#### Письменное задание 1
Верните дословно строки записей с самого начала записей до строки с "x=303 y=277", обе границы включительно.

#### Выбранный отрывок
· · · · · · ·

Во вторник в Москве состоялась столичная премьера нового фильма Никиты Михалкова «Солнечный удар». Фильм снят по одноименному рассказу Бунина и дневникам писателя («Окаянные дни»), которые он вел в 1920 году на юге России. Мировая премьера прошла 3 октября в Белграде, а российская – 4 и 5 октября в Крыму, в Симферополе и Севастополе. 7 октября фильм увидела Москва. А с четверга фильм пойдет во всероссийский прокат. Накануне премьеры режиссер дал интервью газете ВЗГЛЯД.
Сегодня не должно быть жалости к врагу, к клеветнику. Невозможно снисходительно улыбаться, слушая явную ложь, и пожимать плечами, мол, ну что с них взять?!
ВЗГЛЯД: Никита Сергеевич, вы подчеркиваете, что «Солнечный удар» – это фильм-предупреждение. О том, что если мы своими руками не делаем то, что должны, то, что считаем правильным, то тогда за нас это делают другие, те, кто разрушит наш мир и создаст свой, но уже по своим правилам. В фильме это показано на событиях начала прошлого века, через попытку главного героя, белого офицера, осмыслить то, «как же это случилось» – и с ним самим, и со страной. Это так же актуально и для наших дней – когда мы переживаем переломный момент нашей истории, выход из которого может быть как благополучным, так и катастрофическим. Тем более на фоне столетия мировой войны и приближения столетней годовщины 1917 года – но вы ведь не специально выпускали фильм к юбилею?

· · · · · · ·

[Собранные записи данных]

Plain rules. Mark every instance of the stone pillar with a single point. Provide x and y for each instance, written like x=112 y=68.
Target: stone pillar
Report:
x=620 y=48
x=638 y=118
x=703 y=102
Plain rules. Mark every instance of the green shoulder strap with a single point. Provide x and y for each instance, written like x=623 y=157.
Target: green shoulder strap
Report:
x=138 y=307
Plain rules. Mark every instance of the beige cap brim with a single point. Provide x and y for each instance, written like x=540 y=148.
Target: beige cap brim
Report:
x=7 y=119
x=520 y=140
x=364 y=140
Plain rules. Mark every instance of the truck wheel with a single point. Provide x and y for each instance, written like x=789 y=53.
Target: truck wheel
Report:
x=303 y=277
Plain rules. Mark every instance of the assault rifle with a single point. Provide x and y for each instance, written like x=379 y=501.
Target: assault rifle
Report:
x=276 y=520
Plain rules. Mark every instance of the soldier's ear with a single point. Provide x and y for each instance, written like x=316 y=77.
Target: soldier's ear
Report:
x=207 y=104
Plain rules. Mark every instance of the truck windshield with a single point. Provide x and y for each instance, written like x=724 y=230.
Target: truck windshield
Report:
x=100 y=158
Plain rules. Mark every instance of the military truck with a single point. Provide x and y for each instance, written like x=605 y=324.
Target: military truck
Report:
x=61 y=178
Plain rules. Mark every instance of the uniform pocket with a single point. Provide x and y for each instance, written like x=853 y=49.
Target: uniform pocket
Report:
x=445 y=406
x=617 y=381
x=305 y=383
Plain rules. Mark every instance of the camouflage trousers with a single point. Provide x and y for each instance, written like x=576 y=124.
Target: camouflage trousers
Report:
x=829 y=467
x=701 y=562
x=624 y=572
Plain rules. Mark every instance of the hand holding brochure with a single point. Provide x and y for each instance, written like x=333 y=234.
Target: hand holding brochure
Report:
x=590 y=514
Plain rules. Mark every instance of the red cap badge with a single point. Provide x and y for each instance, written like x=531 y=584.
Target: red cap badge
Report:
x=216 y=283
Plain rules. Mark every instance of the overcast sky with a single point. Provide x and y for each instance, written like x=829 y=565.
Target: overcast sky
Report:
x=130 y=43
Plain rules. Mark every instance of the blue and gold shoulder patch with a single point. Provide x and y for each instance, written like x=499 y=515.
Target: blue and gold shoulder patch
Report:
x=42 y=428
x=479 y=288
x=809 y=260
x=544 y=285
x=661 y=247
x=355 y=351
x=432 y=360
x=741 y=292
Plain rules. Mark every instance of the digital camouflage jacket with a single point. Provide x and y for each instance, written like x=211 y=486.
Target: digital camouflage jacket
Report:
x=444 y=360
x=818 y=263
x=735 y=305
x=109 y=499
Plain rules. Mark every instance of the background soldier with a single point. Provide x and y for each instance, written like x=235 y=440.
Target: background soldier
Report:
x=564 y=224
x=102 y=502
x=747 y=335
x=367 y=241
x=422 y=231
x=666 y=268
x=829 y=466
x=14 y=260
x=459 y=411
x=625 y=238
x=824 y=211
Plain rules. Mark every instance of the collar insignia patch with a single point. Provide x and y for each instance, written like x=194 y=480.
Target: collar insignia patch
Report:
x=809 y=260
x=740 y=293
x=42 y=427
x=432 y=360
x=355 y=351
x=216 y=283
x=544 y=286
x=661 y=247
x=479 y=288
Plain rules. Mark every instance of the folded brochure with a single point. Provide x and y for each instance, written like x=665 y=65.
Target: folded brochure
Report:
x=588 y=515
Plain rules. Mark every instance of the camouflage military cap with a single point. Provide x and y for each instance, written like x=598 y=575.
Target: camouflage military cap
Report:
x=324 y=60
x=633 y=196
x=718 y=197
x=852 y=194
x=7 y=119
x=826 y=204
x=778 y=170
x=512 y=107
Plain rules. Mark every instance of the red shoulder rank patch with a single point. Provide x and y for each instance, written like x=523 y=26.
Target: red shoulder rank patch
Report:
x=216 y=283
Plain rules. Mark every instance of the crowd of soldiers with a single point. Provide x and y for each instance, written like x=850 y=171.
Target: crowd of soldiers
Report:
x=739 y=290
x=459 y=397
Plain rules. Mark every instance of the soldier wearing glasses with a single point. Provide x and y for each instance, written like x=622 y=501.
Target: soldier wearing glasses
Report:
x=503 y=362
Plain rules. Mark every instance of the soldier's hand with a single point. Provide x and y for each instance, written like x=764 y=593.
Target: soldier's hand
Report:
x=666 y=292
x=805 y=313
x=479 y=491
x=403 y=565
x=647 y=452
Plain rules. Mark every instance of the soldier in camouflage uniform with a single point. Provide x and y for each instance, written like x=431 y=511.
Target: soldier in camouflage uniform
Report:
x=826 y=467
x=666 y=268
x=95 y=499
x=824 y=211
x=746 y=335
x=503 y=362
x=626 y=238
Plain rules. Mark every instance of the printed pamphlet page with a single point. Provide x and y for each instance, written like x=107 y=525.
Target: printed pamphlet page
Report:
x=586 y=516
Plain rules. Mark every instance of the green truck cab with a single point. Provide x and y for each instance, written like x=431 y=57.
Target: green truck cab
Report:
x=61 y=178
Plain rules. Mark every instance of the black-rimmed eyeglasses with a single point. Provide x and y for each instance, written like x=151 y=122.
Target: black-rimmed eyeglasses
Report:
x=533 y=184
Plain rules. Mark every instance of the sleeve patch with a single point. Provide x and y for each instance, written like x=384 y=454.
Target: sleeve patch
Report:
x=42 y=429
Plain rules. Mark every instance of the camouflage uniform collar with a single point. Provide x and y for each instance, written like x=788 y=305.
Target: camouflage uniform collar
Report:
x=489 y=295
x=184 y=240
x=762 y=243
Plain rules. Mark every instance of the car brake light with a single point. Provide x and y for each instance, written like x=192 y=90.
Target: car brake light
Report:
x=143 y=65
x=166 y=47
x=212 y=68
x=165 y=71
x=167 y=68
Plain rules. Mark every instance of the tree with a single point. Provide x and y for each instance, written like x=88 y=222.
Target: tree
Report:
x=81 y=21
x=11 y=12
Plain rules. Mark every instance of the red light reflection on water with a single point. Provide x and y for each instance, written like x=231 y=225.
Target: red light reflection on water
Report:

· · · · · · ·

#### Письменное задание 2
Ответьте по отрывку о премьере фильма «Солнечный удар»:
(a) В каком городе прошла мировая премьера фильма?
(b) По какому рассказу снят фильм?
(c) Кто главный герой фильма?

#### Результат упражнения 1
Plain rules. Mark every instance of the stone pillar with a single point. Provide x and y for each instance, written like x=112 y=68.
Target: stone pillar
Report:
x=620 y=48
x=638 y=118
x=703 y=102
Plain rules. Mark every instance of the green shoulder strap with a single point. Provide x and y for each instance, written like x=623 y=157.
Target: green shoulder strap
Report:
x=138 y=307
Plain rules. Mark every instance of the beige cap brim with a single point. Provide x and y for each instance, written like x=540 y=148.
Target: beige cap brim
Report:
x=7 y=119
x=520 y=140
x=364 y=140
Plain rules. Mark every instance of the truck wheel with a single point. Provide x and y for each instance, written like x=789 y=53.
Target: truck wheel
Report:
x=303 y=277

#### Результат упражнения 2
(a) В Белграде.
(b) По одноименному рассказу Бунина.
(c) Белый офицер.